EXERCISES =>
1. According to the essay on criticism of Israel, where and on what date was it originally published?
2. Print the passage of the essay on criticism of Israel starting with "Reprinted from Times" and going on through "a card-carrying right-winger.".

TEXT EXCERPT =>
::::::
Those groups that criticize Israel without ever praising it, criticizing the Palestinians, or putting Israel’s actions in context, add fuel to a corrupt fire.  This point applies to groups such as Jewish Voice for Peace, and T’ruah and to individuals such as Peter Beinart and Rabbi Jill Jacobs.  Their incessant criticism of Israel is not the stuff of moral greatness; quite the contrary, it reflects profound moral failure.

Yitzchak Blau
Yitzchak Blau

Reprinted from Times of Israel, July 7, 2021


Militaristic trends in the Religious Zionist world trouble me enough to have written multiple articles both in Hebrew and English attempting to counter them. I have critiqued RZ attitudes to war and peace, to civilian casualties, to the religious thought of R. Yitzchak Ginsburgh, and to desecration of God’s name. Moving from religion to politics, my wife and I made aliyah in 1997 and voted in many subsequent Israeli elections. My voting record includes no parties to the right of Likud, but does incorporate Labor and Yesh Atid. Thus, it can hardly be said that I am a card-carrying right-winger.
::::::
LISTING =>
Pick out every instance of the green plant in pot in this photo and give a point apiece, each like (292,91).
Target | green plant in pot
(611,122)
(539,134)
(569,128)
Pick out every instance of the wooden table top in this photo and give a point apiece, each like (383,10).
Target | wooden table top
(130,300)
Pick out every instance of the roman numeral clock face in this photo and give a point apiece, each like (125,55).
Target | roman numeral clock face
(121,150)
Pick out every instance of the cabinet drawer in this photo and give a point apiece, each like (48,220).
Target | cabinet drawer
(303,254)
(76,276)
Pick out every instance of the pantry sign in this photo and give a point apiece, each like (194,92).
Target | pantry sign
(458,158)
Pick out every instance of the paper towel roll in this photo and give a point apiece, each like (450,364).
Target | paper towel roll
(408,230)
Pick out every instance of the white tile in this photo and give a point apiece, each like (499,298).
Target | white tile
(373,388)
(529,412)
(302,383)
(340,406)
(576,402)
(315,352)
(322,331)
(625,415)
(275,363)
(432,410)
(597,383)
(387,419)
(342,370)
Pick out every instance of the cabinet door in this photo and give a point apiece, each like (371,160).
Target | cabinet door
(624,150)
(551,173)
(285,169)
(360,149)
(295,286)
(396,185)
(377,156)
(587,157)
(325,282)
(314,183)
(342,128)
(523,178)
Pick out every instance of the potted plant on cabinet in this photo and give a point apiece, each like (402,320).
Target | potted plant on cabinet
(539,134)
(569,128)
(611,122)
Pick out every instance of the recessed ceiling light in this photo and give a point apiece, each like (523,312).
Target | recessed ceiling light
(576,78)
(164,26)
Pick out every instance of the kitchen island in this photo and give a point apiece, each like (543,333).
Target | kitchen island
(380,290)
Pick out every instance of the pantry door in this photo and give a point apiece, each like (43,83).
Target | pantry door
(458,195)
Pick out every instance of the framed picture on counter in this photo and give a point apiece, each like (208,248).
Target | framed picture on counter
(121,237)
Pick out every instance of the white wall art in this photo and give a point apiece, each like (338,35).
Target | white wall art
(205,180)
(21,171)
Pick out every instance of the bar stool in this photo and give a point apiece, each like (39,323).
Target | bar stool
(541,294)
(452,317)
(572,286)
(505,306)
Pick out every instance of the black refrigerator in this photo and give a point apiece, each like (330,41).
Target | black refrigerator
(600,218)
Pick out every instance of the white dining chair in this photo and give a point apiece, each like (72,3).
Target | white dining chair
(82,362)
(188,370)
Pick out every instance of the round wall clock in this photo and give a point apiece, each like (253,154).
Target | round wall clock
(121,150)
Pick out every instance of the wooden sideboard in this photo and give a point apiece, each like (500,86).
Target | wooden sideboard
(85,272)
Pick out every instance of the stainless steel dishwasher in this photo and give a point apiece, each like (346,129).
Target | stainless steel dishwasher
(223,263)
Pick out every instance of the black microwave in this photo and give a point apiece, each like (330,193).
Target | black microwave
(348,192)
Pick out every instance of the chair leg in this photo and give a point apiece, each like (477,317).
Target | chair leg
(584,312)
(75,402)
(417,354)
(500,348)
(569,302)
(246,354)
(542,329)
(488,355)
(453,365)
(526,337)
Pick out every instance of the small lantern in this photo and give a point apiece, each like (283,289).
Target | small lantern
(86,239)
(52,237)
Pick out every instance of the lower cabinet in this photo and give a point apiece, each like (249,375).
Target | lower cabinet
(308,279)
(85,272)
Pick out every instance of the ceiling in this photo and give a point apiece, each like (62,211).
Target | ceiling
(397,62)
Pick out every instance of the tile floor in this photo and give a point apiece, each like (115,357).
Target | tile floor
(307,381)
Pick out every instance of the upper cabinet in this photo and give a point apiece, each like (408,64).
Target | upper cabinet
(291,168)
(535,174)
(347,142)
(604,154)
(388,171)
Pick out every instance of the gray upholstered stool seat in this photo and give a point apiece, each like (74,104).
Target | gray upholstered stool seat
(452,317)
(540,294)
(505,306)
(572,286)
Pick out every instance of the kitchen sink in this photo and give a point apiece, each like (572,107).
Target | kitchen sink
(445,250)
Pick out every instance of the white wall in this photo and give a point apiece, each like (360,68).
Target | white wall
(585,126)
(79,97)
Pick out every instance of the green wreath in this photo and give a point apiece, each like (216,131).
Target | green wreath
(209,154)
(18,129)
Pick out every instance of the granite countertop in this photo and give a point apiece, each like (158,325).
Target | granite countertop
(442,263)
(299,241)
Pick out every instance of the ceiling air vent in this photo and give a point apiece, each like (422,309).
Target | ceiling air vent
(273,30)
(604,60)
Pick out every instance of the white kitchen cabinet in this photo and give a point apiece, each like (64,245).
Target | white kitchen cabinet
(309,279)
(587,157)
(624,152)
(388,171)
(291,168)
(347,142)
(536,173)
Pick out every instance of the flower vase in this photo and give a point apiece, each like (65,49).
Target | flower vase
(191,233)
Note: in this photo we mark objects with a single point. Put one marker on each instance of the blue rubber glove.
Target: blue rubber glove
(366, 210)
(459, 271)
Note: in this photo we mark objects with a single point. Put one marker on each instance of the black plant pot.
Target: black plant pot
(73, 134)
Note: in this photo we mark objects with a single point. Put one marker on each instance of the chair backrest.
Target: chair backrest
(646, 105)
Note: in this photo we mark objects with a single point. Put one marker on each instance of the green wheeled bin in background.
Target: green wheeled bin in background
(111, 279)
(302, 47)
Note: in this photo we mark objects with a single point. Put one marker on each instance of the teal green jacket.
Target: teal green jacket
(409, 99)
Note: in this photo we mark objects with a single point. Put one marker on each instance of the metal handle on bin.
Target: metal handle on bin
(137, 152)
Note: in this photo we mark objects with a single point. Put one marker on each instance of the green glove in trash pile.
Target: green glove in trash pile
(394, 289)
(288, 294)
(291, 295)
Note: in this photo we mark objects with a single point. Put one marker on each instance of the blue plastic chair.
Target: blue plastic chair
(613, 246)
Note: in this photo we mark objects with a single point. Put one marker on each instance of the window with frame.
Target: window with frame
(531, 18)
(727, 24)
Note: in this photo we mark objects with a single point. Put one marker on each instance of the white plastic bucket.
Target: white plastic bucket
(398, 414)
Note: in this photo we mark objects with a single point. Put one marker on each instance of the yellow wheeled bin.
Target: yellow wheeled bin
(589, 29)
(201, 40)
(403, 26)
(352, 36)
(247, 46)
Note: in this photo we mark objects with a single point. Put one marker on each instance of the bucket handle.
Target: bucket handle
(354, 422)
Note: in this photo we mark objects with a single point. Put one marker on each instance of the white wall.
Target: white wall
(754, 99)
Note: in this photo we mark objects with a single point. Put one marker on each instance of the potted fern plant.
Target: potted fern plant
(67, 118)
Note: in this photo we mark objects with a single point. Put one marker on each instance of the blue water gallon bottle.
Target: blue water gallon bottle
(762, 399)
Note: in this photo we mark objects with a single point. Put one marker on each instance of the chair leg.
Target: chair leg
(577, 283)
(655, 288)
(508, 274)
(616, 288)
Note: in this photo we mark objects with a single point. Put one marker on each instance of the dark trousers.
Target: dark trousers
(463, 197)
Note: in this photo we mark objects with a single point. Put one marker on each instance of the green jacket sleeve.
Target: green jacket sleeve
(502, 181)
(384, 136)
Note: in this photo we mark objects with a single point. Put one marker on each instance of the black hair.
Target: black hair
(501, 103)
::::::
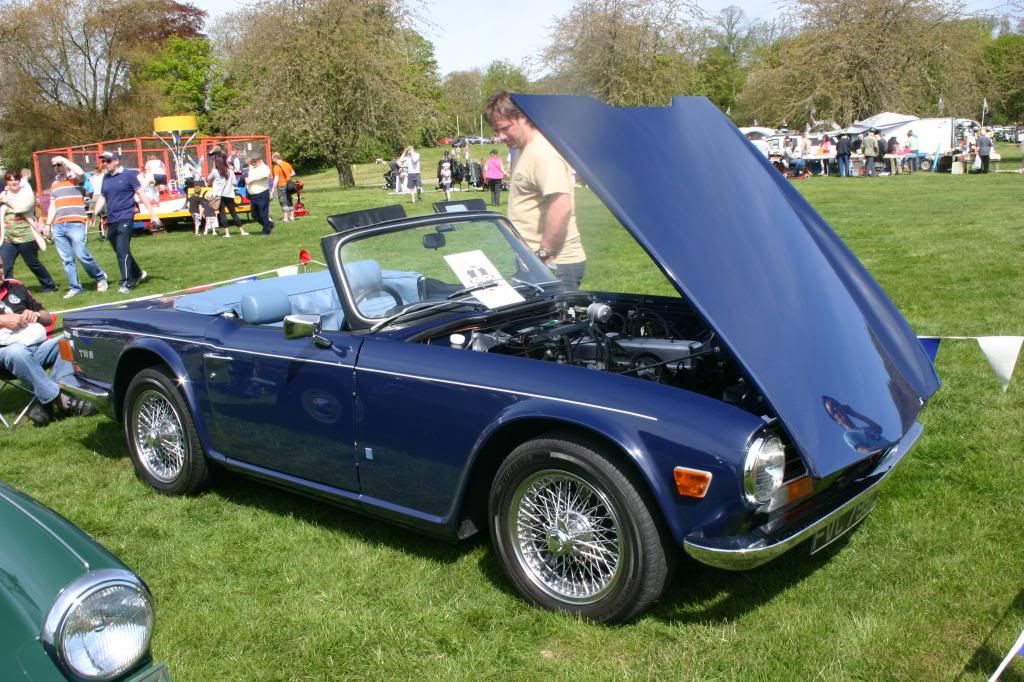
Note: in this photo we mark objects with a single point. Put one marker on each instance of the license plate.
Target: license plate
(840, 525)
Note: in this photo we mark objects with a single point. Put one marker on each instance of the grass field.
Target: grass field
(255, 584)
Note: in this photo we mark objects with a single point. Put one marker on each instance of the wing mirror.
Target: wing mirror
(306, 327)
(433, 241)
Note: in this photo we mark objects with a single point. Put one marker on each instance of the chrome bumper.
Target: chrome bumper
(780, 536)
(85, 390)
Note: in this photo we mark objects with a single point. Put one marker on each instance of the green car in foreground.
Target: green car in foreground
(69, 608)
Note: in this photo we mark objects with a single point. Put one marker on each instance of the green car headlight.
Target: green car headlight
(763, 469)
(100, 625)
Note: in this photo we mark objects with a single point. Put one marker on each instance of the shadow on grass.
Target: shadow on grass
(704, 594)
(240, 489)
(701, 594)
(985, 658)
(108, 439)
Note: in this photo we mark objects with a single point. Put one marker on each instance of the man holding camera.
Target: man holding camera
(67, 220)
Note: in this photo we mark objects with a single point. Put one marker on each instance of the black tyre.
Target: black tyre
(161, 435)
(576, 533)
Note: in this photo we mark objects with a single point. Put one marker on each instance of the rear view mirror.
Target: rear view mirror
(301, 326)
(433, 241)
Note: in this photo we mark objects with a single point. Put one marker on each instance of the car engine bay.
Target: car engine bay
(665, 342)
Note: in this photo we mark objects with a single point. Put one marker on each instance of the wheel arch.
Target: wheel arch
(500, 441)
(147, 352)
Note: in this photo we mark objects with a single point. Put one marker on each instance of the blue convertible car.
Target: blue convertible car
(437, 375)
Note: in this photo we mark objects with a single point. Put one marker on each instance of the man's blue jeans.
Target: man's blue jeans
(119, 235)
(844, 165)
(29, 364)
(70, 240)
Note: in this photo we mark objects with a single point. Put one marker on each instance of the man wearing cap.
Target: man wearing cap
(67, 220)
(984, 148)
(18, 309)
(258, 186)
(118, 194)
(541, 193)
::::::
ANSWERS TO THE PROBLEMS =>
1. It was originally published in the Times of Israel on July 7, 2021.

2.
Reprinted from Times of Israel, July 7, 2021


Militaristic trends in the Religious Zionist world trouble me enough to have written multiple articles both in Hebrew and English attempting to counter them. I have critiqued RZ attitudes to war and peace, to civilian casualties, to the religious thought of R. Yitzchak Ginsburgh, and to desecration of God’s name. Moving from religion to politics, my wife and I made aliyah in 1997 and voted in many subsequent Israeli elections. My voting record includes no parties to the right of Likud, but does incorporate Labor and Yesh Atid. Thus, it can hardly be said that I am a card-carrying right-winger.